**Problem description**
How many lines of the material below contain the word "balloon"? Give only the number.

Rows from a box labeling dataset
--- start ---
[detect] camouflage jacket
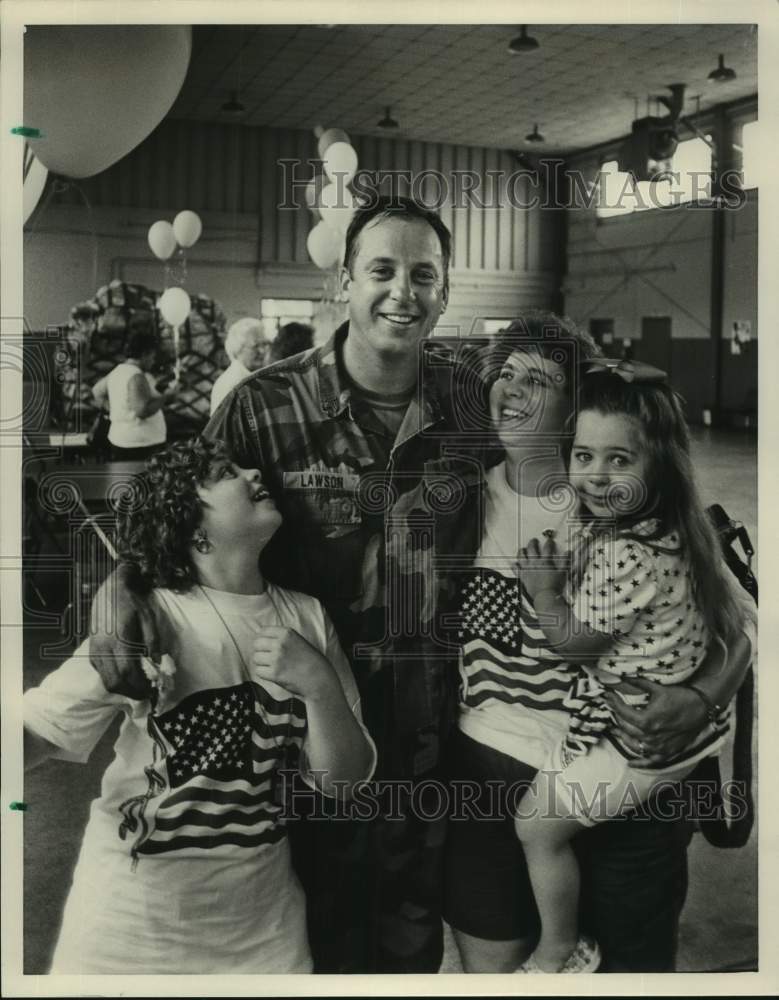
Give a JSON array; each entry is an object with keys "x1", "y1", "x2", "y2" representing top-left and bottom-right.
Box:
[{"x1": 206, "y1": 324, "x2": 488, "y2": 778}]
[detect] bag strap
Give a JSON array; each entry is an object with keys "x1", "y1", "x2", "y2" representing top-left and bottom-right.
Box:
[
  {"x1": 695, "y1": 504, "x2": 757, "y2": 848},
  {"x1": 695, "y1": 667, "x2": 755, "y2": 848}
]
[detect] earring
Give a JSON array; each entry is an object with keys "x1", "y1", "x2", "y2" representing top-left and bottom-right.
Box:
[{"x1": 192, "y1": 528, "x2": 213, "y2": 555}]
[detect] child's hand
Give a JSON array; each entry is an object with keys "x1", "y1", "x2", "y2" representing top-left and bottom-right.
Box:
[
  {"x1": 517, "y1": 532, "x2": 568, "y2": 600},
  {"x1": 252, "y1": 625, "x2": 338, "y2": 701}
]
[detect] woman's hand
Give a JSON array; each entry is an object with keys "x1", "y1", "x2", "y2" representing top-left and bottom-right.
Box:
[
  {"x1": 604, "y1": 677, "x2": 708, "y2": 767},
  {"x1": 252, "y1": 625, "x2": 340, "y2": 701},
  {"x1": 517, "y1": 532, "x2": 568, "y2": 601}
]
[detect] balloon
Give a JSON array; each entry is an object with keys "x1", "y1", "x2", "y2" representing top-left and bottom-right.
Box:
[
  {"x1": 22, "y1": 156, "x2": 49, "y2": 224},
  {"x1": 24, "y1": 24, "x2": 192, "y2": 177},
  {"x1": 157, "y1": 287, "x2": 192, "y2": 327},
  {"x1": 173, "y1": 209, "x2": 203, "y2": 247},
  {"x1": 317, "y1": 128, "x2": 351, "y2": 160},
  {"x1": 306, "y1": 222, "x2": 341, "y2": 270},
  {"x1": 322, "y1": 142, "x2": 357, "y2": 184},
  {"x1": 148, "y1": 219, "x2": 176, "y2": 260}
]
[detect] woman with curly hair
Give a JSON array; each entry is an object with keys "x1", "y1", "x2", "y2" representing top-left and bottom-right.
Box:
[{"x1": 25, "y1": 439, "x2": 374, "y2": 974}]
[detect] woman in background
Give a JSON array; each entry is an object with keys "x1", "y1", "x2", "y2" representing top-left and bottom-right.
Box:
[
  {"x1": 270, "y1": 323, "x2": 314, "y2": 362},
  {"x1": 92, "y1": 323, "x2": 179, "y2": 461}
]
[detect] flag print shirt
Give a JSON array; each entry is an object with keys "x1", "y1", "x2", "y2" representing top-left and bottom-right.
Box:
[
  {"x1": 25, "y1": 585, "x2": 378, "y2": 972},
  {"x1": 458, "y1": 462, "x2": 574, "y2": 767}
]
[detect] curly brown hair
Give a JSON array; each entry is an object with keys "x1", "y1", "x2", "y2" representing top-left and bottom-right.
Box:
[{"x1": 117, "y1": 437, "x2": 230, "y2": 591}]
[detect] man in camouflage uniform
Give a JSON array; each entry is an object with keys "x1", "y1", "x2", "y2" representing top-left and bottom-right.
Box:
[
  {"x1": 207, "y1": 199, "x2": 464, "y2": 972},
  {"x1": 92, "y1": 198, "x2": 466, "y2": 973}
]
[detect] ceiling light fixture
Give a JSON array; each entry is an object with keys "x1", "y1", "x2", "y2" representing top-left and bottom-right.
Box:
[
  {"x1": 376, "y1": 107, "x2": 400, "y2": 128},
  {"x1": 509, "y1": 24, "x2": 538, "y2": 55},
  {"x1": 221, "y1": 90, "x2": 246, "y2": 115},
  {"x1": 709, "y1": 53, "x2": 736, "y2": 83}
]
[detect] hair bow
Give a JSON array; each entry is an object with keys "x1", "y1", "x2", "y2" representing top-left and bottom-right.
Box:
[{"x1": 582, "y1": 358, "x2": 668, "y2": 383}]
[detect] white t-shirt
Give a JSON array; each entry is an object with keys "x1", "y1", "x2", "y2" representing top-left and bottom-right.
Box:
[
  {"x1": 105, "y1": 361, "x2": 168, "y2": 448},
  {"x1": 24, "y1": 585, "x2": 373, "y2": 974},
  {"x1": 458, "y1": 462, "x2": 572, "y2": 767}
]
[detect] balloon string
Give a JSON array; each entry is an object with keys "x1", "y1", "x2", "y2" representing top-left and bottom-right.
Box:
[
  {"x1": 22, "y1": 142, "x2": 35, "y2": 185},
  {"x1": 24, "y1": 174, "x2": 62, "y2": 238},
  {"x1": 70, "y1": 181, "x2": 98, "y2": 288}
]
--- end ---
**Expected answer**
2